■ What you need to do:
Switch "still" to "frame" in the listing below, starting with the line that contains "Locate the calm" and going on through the line that contains "[0,77,78,261]". Give only those lines, with nothing else changed.

■ Information given:

-------

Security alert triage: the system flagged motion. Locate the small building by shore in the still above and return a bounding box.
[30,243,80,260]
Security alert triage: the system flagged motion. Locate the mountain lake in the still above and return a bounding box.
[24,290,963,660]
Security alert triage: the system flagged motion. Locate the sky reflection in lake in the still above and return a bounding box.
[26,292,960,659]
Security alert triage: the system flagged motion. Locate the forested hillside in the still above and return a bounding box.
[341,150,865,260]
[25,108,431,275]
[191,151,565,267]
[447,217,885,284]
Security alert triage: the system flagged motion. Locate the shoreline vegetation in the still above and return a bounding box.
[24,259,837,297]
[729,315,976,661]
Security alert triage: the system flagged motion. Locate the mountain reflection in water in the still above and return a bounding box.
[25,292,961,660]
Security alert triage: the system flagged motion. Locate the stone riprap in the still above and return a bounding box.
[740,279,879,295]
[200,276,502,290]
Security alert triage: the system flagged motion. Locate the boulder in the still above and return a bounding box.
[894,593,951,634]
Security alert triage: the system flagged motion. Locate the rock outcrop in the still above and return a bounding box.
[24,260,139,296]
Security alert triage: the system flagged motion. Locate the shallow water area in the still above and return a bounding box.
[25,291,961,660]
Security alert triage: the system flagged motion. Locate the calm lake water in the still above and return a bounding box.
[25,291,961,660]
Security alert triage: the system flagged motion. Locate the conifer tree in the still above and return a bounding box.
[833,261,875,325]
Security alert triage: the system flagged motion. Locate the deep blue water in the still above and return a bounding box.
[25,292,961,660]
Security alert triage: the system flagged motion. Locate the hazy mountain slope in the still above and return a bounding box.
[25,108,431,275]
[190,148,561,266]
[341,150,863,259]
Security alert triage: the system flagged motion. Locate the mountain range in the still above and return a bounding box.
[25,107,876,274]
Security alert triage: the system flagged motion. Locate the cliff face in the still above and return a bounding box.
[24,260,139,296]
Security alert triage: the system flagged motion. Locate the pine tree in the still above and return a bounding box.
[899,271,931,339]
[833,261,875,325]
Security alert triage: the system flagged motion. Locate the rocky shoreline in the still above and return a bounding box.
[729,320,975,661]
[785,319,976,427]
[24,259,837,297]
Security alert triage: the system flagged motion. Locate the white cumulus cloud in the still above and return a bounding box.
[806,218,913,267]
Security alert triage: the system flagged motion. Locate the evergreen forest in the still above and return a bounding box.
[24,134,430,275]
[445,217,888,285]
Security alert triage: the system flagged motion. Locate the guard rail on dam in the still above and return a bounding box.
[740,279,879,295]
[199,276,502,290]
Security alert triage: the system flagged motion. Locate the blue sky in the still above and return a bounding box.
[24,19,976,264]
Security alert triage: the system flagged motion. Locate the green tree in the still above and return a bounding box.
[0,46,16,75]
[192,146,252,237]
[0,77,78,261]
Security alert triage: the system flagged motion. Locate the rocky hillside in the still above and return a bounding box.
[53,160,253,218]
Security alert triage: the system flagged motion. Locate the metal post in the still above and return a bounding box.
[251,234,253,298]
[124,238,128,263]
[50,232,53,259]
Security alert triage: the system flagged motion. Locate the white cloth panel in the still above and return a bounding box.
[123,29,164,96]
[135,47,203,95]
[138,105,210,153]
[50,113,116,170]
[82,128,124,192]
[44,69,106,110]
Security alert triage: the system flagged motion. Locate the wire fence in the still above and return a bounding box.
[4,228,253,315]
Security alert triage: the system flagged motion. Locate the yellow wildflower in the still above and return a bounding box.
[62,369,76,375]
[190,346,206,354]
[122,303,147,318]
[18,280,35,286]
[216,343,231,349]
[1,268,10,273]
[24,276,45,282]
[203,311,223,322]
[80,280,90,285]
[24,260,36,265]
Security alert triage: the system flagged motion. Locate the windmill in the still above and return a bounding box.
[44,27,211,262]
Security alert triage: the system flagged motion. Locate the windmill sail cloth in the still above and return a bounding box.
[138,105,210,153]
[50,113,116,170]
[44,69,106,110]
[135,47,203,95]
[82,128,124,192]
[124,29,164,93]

-------

■ Finished exercise:
Security alert triage: the system flagged motion. Locate the calm lake water in the frame above and return a bounding box.
[25,291,961,660]
Security alert triage: the system flagged motion. Locate the conifer tree in the frame above and return a bounding box.
[833,261,875,325]
Security alert triage: the system flagged motion. Locate the deep blue water in the frame above and return a bounding box.
[25,292,961,660]
Security alert triage: the system flagged motion. Locate the hazy mountain slope in the frame above and return a bounding box.
[25,108,431,275]
[190,148,561,266]
[341,150,863,259]
Security alert triage: the system flagged motion. Locate the mountain range in the frame above and return a bounding box.
[25,107,876,274]
Security alert triage: the system flagged motion. Locate the cliff face in the frame above and return a bounding box.
[24,260,139,296]
Security alert triage: the system flagged motion. Locate the pine tree in the frame above and return a bounding box.
[899,271,931,339]
[833,261,875,325]
Security alert triage: the system flagged motion. Locate the rocky shoreline in the frame above and return a bounding box.
[729,320,975,661]
[785,319,976,427]
[24,259,837,297]
Security alert triage: the system flagged motion. Locate the white cumulus cloud in the frame above and return a bounding box.
[806,218,913,267]
Security alert triage: the system flagged motion. Locate the evergreen forest in the frame above and return a bounding box.
[24,134,430,275]
[445,217,888,285]
Security alert triage: the system flagged motion. Locate the guard rail on dam in the frame above and return a bounding box.
[740,279,879,295]
[199,276,502,290]
Security alert triage: the system flagged motion. Locate the blue sky in the frame above and return a bounding box.
[24,19,976,264]
Security alert triage: the system flagged motion. Locate the green tree in the frame above and return a bounding box.
[0,46,16,75]
[192,146,252,237]
[0,77,78,261]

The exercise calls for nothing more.